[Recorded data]
========
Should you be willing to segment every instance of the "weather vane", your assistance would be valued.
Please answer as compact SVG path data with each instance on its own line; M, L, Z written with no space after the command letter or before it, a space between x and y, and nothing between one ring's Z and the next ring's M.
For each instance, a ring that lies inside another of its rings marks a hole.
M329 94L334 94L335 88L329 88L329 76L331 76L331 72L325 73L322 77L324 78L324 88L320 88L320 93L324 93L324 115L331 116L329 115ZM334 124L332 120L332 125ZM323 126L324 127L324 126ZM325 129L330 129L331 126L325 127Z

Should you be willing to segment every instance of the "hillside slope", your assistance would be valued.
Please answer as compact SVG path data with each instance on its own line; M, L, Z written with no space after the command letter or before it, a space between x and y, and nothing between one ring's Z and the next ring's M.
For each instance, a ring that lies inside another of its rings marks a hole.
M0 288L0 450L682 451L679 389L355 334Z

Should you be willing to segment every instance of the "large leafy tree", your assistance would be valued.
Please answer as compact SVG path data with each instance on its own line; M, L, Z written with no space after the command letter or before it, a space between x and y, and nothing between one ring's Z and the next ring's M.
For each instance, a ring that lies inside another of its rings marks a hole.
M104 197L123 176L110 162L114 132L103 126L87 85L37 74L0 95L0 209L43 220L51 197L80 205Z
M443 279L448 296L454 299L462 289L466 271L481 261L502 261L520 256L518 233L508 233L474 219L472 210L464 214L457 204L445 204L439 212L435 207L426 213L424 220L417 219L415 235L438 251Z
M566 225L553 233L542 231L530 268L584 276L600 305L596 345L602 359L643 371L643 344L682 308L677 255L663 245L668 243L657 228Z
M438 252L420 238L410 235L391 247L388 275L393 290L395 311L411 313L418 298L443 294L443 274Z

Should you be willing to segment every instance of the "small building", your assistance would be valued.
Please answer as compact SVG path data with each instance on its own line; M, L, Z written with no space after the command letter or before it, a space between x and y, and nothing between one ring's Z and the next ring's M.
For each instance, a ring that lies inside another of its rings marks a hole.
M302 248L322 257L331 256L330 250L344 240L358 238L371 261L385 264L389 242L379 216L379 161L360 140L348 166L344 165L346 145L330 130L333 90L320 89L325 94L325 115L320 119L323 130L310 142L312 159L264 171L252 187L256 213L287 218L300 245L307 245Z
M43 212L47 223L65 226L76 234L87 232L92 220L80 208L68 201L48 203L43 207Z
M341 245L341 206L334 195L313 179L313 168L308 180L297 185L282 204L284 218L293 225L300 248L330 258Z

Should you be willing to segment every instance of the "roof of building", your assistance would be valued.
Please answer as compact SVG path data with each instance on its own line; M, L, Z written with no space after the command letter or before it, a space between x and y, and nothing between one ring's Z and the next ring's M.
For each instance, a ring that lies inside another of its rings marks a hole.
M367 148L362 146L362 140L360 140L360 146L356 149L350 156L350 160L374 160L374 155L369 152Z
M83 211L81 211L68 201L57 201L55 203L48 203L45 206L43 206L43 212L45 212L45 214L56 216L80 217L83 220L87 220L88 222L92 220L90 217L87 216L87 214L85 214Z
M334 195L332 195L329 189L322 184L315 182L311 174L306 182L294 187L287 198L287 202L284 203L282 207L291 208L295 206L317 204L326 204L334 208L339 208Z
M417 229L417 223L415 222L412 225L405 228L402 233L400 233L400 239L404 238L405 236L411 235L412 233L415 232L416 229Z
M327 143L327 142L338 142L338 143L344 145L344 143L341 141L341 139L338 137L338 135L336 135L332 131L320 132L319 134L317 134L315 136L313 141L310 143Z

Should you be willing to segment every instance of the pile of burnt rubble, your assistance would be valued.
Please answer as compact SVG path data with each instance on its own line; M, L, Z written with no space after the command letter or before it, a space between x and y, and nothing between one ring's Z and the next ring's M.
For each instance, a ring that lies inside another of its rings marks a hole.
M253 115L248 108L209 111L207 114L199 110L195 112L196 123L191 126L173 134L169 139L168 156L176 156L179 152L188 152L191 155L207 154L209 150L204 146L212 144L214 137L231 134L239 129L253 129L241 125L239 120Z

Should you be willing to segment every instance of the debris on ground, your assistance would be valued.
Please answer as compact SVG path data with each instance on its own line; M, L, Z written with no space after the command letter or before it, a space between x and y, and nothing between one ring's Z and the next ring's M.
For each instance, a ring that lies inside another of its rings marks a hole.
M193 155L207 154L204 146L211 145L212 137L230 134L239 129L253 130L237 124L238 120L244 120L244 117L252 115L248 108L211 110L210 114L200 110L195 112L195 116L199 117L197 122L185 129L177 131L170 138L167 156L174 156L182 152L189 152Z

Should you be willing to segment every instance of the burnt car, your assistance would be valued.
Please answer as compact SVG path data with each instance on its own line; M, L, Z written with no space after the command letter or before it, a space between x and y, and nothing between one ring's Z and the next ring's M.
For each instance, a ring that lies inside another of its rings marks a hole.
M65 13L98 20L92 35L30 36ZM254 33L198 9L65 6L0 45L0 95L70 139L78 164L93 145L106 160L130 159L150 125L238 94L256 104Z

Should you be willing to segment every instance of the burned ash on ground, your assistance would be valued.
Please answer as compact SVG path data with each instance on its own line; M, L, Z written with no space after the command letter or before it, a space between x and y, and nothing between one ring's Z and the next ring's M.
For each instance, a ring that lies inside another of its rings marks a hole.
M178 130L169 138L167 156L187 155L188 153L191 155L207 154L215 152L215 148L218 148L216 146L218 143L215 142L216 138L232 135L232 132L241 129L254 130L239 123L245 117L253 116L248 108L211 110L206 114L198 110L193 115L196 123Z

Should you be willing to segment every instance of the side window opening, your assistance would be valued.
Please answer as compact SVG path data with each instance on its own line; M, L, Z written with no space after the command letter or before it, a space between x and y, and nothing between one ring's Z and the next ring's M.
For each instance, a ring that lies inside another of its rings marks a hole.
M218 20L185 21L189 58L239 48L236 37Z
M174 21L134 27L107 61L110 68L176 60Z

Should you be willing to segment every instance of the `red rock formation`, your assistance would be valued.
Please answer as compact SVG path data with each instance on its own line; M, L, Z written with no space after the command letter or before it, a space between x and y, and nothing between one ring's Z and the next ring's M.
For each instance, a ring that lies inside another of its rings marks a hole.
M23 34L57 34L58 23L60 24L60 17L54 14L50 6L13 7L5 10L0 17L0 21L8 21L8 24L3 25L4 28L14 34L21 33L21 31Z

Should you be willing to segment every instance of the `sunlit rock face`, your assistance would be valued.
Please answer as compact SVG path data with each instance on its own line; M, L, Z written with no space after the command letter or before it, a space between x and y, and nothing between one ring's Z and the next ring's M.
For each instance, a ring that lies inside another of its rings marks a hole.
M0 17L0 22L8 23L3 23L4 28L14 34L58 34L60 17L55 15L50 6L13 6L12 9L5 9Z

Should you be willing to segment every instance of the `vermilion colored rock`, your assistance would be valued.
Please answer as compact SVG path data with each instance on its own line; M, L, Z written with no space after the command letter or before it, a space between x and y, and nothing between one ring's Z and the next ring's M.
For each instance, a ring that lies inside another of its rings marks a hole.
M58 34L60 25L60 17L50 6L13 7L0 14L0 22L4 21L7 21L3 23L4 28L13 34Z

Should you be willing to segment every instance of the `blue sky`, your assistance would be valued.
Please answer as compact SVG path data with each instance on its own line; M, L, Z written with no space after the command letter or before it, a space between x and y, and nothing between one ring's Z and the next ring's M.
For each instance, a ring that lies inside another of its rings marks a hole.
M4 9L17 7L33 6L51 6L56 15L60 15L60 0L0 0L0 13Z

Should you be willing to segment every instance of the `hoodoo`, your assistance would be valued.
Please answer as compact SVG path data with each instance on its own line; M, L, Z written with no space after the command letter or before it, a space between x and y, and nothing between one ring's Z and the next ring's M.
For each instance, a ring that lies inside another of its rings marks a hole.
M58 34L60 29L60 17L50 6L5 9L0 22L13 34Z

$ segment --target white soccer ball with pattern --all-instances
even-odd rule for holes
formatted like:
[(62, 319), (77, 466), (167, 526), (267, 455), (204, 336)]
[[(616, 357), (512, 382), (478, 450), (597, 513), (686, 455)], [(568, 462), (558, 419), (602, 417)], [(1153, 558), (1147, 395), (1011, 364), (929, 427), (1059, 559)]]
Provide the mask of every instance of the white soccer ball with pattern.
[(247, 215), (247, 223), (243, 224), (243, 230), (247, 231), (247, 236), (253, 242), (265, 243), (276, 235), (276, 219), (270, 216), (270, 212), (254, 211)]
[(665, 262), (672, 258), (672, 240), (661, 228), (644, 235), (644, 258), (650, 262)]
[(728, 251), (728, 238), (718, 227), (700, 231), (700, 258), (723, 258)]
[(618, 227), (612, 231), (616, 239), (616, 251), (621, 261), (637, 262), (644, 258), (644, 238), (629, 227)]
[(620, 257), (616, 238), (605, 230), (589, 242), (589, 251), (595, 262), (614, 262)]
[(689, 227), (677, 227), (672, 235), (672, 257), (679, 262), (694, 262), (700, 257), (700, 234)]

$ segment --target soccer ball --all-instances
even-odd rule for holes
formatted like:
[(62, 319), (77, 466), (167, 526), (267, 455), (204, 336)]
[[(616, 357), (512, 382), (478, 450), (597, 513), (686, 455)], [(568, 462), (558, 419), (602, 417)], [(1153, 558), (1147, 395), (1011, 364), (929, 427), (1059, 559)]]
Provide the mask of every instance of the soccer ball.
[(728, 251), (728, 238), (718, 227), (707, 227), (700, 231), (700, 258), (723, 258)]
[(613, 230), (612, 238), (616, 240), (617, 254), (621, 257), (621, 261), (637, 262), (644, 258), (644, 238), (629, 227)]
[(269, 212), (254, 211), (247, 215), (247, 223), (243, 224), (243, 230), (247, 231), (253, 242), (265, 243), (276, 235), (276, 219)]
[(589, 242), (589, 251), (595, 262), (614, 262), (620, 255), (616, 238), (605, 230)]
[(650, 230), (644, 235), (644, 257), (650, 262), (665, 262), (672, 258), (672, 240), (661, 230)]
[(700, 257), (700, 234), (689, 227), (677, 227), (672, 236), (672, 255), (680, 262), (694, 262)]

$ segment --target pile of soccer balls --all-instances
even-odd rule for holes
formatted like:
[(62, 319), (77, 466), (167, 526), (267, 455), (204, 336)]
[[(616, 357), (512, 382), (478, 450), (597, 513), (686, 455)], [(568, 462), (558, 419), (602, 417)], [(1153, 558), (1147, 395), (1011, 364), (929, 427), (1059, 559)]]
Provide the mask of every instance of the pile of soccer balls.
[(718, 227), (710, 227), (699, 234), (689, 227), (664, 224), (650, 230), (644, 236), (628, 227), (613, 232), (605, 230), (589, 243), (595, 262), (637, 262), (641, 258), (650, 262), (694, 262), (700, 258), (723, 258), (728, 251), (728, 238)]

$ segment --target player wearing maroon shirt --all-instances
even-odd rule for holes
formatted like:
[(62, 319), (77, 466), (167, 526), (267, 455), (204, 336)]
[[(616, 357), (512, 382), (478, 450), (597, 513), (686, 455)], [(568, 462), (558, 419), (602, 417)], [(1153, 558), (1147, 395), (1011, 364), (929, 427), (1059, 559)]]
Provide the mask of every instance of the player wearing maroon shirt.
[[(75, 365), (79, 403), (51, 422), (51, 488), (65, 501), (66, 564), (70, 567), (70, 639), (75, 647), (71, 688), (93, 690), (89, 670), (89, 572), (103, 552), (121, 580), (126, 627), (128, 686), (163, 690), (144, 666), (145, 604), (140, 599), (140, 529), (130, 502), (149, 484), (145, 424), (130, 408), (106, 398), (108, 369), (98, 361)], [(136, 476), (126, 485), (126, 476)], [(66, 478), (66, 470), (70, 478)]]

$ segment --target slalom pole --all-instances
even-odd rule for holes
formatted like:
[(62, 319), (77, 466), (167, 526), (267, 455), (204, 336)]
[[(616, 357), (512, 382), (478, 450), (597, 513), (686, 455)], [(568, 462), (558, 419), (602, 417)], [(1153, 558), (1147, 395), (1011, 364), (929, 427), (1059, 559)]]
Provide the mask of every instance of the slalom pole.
========
_Job_: Please write out everything from the line containing "slalom pole --all-instances" down to the end of the listing, replacing "slalom pole" with "ski gate pole" and leaving everything else unchanged.

_Response_:
$ segment --target ski gate pole --all-instances
even-odd rule for holes
formatted like:
[(62, 319), (77, 466), (167, 526), (267, 455), (204, 336)]
[[(616, 357), (512, 382), (478, 450), (597, 513), (686, 455)], [(568, 462), (558, 419), (602, 417)], [(1153, 558), (1147, 395), (1011, 364), (929, 427), (1059, 559)]]
Provide the mask of every instance of the ski gate pole.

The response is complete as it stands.